**WHAT TO PRODUCE**
At the line containing "Where in the photo below can the reflected", begin an exact copy, and continue through the last line of the entries below. Leave out any pictures.

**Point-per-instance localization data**
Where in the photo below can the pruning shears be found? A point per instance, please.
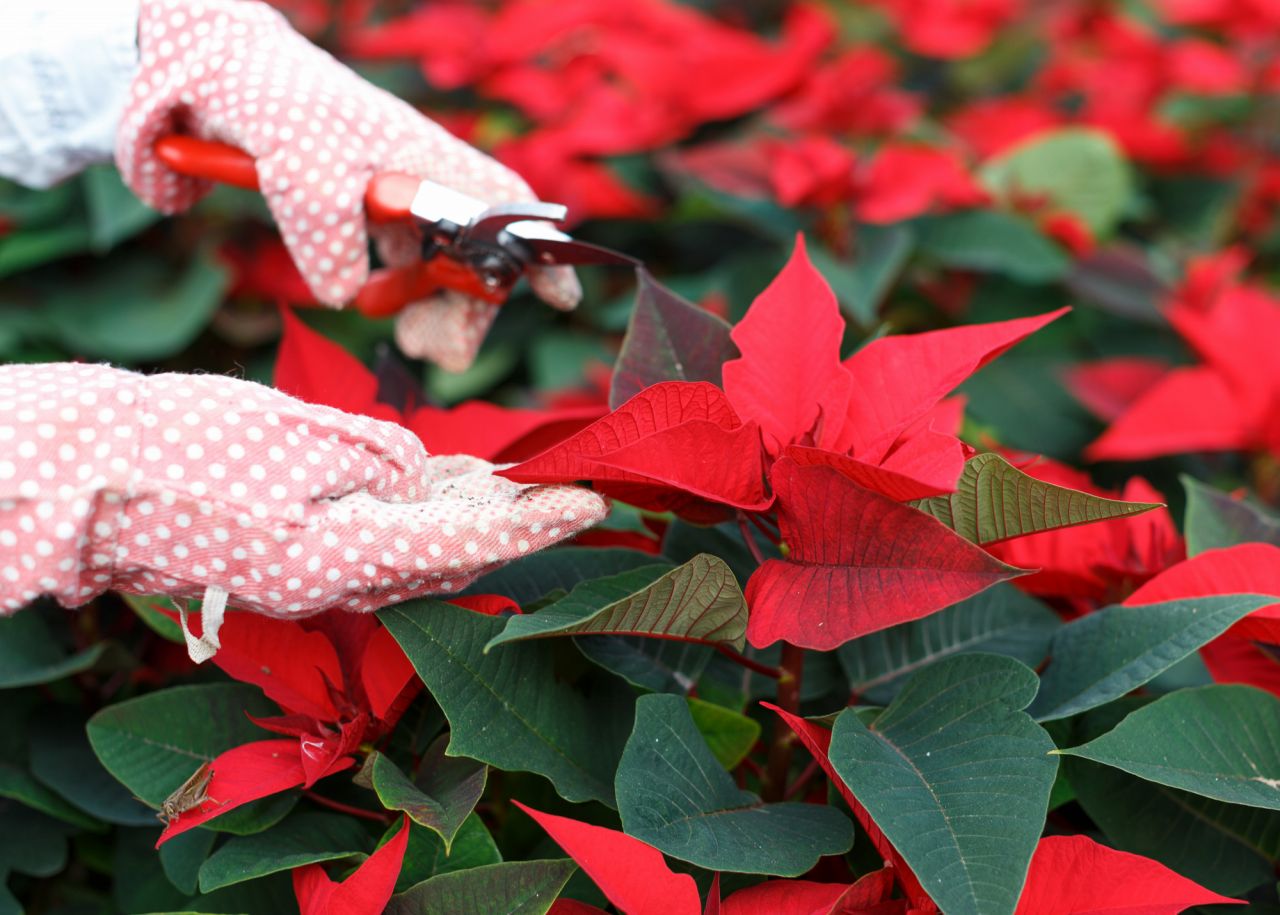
(467, 245)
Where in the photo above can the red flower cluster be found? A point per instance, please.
(599, 78)
(828, 448)
(341, 681)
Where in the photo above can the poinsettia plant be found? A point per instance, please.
(942, 572)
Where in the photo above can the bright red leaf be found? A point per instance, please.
(1075, 875)
(1246, 568)
(246, 773)
(1110, 387)
(632, 874)
(908, 181)
(900, 379)
(365, 892)
(789, 378)
(676, 435)
(859, 562)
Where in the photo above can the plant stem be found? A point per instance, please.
(754, 666)
(784, 739)
(749, 539)
(347, 809)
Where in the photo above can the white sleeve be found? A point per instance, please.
(65, 67)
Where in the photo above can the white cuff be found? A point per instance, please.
(65, 67)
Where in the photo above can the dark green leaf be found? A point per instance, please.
(63, 759)
(1106, 654)
(992, 241)
(28, 248)
(425, 855)
(653, 664)
(510, 888)
(440, 797)
(997, 621)
(728, 735)
(995, 501)
(154, 742)
(675, 795)
(958, 777)
(31, 842)
(30, 653)
(1214, 520)
(114, 211)
(1225, 847)
(182, 856)
(297, 840)
(1219, 741)
(19, 785)
(696, 602)
(668, 339)
(507, 708)
(529, 579)
(138, 882)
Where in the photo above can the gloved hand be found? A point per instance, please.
(196, 485)
(236, 72)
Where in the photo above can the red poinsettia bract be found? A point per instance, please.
(1246, 653)
(341, 680)
(1228, 402)
(365, 892)
(799, 435)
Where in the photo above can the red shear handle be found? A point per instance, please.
(387, 200)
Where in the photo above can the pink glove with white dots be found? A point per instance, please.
(236, 72)
(197, 485)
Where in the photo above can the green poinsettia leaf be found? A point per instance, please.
(556, 570)
(507, 708)
(1077, 169)
(728, 735)
(997, 621)
(992, 242)
(1226, 847)
(958, 777)
(440, 797)
(511, 887)
(1107, 654)
(1219, 741)
(696, 602)
(668, 339)
(1215, 520)
(154, 742)
(425, 855)
(675, 795)
(296, 841)
(995, 501)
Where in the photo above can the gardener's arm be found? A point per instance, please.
(201, 485)
(88, 78)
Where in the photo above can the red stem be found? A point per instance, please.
(347, 809)
(749, 540)
(784, 737)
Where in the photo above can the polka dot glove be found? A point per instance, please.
(236, 72)
(196, 485)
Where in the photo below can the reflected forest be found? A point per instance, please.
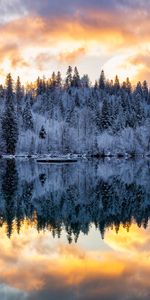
(74, 196)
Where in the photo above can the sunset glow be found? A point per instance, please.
(37, 39)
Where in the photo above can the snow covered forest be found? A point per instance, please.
(72, 116)
(73, 197)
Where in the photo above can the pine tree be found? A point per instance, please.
(58, 80)
(76, 78)
(9, 122)
(27, 115)
(19, 95)
(42, 133)
(69, 77)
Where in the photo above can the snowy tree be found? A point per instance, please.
(27, 115)
(9, 121)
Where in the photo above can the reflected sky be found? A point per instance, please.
(37, 263)
(36, 266)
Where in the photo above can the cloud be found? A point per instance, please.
(34, 34)
(46, 268)
(69, 57)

**ANSWER BELOW**
Where in the photo below can the reflected forest be found? A point per instance, please.
(74, 196)
Where in the photo above can the sunset glow be found? A point per instance, please.
(37, 39)
Where in the photo above can the snow covered forest be found? A point per instance, please.
(72, 116)
(73, 197)
Where in the photo above can the pine tree be found? A point per instance, please.
(58, 80)
(76, 78)
(9, 122)
(27, 115)
(19, 95)
(42, 133)
(69, 77)
Where in the photo above can the snowy tree be found? A point per instance, please.
(27, 115)
(9, 121)
Where in the photo above can the reflected sky be found? A point per instance, please.
(37, 263)
(36, 266)
Where in the photo above can the cloud be found? A point per instance, please.
(34, 34)
(46, 268)
(69, 57)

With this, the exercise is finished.